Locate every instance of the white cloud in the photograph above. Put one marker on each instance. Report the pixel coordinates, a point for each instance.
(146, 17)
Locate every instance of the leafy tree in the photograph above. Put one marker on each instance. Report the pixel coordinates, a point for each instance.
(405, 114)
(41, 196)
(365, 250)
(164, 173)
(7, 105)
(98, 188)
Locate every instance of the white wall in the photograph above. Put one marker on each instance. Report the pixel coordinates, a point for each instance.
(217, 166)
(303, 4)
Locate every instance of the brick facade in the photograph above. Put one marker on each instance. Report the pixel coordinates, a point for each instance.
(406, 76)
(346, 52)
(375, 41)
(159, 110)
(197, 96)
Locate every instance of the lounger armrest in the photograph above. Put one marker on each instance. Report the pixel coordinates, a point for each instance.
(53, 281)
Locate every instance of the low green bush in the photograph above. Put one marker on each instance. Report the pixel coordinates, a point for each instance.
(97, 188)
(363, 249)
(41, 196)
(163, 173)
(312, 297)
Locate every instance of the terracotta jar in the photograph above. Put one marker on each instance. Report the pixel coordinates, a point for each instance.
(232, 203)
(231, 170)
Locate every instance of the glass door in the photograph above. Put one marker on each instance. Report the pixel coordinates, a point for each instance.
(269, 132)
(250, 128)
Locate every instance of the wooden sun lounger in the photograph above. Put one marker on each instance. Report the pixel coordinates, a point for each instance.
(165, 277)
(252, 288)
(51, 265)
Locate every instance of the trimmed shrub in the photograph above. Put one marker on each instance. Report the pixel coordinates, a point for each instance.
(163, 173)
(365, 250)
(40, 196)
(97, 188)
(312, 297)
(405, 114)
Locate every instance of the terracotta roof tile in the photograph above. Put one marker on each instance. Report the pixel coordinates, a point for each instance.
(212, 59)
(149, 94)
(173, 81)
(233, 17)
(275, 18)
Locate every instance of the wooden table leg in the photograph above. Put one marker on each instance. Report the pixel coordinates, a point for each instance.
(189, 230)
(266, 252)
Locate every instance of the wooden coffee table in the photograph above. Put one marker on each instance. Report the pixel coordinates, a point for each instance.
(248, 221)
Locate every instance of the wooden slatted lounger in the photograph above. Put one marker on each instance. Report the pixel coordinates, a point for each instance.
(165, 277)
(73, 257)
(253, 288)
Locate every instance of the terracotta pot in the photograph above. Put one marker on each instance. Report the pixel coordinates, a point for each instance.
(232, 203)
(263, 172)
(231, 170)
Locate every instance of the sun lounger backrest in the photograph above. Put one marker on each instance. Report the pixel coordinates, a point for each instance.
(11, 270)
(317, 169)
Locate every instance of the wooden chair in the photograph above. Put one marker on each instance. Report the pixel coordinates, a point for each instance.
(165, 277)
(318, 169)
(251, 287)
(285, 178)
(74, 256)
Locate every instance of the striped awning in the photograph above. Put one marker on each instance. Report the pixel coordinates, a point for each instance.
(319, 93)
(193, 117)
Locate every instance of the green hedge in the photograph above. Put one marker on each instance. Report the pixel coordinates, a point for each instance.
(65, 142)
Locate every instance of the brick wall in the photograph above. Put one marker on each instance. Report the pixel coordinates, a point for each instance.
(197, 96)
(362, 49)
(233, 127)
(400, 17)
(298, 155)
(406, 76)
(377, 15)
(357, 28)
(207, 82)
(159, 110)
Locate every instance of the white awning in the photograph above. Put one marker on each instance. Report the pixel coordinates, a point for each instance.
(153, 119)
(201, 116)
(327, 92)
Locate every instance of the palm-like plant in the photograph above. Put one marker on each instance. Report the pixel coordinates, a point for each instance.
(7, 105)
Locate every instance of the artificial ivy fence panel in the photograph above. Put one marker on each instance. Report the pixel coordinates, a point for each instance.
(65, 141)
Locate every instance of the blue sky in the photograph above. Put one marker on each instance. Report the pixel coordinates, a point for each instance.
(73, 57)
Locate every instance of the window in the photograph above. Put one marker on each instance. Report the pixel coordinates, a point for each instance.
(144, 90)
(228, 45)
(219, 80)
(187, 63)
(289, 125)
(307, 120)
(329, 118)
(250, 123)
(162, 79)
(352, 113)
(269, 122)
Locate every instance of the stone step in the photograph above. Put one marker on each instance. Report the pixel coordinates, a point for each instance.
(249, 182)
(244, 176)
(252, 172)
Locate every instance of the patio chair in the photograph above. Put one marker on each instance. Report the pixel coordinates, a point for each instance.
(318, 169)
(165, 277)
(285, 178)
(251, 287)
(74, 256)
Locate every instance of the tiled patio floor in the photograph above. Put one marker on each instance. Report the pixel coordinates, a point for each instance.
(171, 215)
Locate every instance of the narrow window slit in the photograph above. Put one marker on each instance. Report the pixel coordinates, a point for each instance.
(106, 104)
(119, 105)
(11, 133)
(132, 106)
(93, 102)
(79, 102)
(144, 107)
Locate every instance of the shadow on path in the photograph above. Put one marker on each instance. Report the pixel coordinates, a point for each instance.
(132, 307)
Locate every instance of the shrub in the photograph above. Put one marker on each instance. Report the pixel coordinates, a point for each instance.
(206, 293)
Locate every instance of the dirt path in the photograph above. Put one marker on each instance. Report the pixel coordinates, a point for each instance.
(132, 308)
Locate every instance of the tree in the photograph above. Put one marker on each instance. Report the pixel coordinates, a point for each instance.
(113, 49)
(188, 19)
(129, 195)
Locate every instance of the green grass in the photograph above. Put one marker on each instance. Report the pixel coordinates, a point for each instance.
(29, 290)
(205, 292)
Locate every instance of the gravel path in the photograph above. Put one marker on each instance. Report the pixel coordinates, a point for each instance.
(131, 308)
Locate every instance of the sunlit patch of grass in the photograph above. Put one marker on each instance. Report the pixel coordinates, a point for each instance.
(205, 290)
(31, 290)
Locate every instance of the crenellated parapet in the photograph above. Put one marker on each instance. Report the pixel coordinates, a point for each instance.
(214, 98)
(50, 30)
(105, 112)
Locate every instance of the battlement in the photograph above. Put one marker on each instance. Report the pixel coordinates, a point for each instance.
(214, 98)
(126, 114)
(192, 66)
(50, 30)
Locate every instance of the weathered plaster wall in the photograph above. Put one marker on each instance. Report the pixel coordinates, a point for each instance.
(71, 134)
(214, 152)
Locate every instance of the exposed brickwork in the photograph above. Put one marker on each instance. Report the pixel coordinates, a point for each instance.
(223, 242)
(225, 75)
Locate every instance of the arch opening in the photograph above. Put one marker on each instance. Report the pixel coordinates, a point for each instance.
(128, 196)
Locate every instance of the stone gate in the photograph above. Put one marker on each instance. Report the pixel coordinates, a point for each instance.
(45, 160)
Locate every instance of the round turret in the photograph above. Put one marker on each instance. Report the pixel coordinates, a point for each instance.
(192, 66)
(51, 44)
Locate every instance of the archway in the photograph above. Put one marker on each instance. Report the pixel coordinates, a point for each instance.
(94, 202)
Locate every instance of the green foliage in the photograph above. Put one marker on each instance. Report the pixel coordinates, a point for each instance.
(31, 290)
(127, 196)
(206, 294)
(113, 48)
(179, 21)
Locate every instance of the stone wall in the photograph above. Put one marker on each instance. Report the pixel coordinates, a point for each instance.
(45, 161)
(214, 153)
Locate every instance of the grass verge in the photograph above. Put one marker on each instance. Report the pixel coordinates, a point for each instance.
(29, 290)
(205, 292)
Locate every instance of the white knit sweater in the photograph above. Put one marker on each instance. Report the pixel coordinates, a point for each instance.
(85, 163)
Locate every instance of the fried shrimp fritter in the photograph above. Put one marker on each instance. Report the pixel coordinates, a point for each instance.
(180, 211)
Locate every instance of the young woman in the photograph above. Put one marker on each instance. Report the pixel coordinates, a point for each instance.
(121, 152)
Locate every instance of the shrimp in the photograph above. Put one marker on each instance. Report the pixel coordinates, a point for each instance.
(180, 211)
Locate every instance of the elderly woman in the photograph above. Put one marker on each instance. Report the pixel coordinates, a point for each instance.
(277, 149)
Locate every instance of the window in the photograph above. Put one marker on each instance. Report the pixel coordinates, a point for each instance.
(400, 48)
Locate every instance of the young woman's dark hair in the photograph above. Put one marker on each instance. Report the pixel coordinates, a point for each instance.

########################################

# Stated goal:
Transcribe exactly the line containing "Locate every instance of the grass" and all remaining lines of the material, ending with the last one.

# Response to this exercise:
Locate every instance of the grass verge in the photograph above. Put one marker on each instance. Report the pixel coordinates, a point for each instance.
(29, 290)
(205, 292)
Locate every instance of the white knit sweater in the photograph above. Put one marker on each instance. Report the pixel coordinates, a point for each instance.
(85, 163)
Locate every instance of the fried shrimp fritter in the photograph above. Put one marker on each instance. Report the pixel coordinates, a point for each instance.
(180, 211)
Locate every instance of the young woman in the photograph above. Put one marker on each instance. Report the pixel coordinates, a point for each instance.
(121, 152)
Locate every instance of the shrimp in the photograph above. Put one marker on each instance. Report the pixel coordinates, a point for each instance.
(180, 211)
Locate every instance of the elderly woman in the photograph above. Put one marker on each instance. Report the pixel coordinates, a point for each instance.
(277, 149)
Locate every instance of the window in the photograph above. Put one marker on each instance. Report the pixel coordinates, a point for each instance.
(400, 48)
Locate every instance of the young woman's dark hair in the photograph above. Put one marker on each instance. Report the pixel coordinates, a point for each instance.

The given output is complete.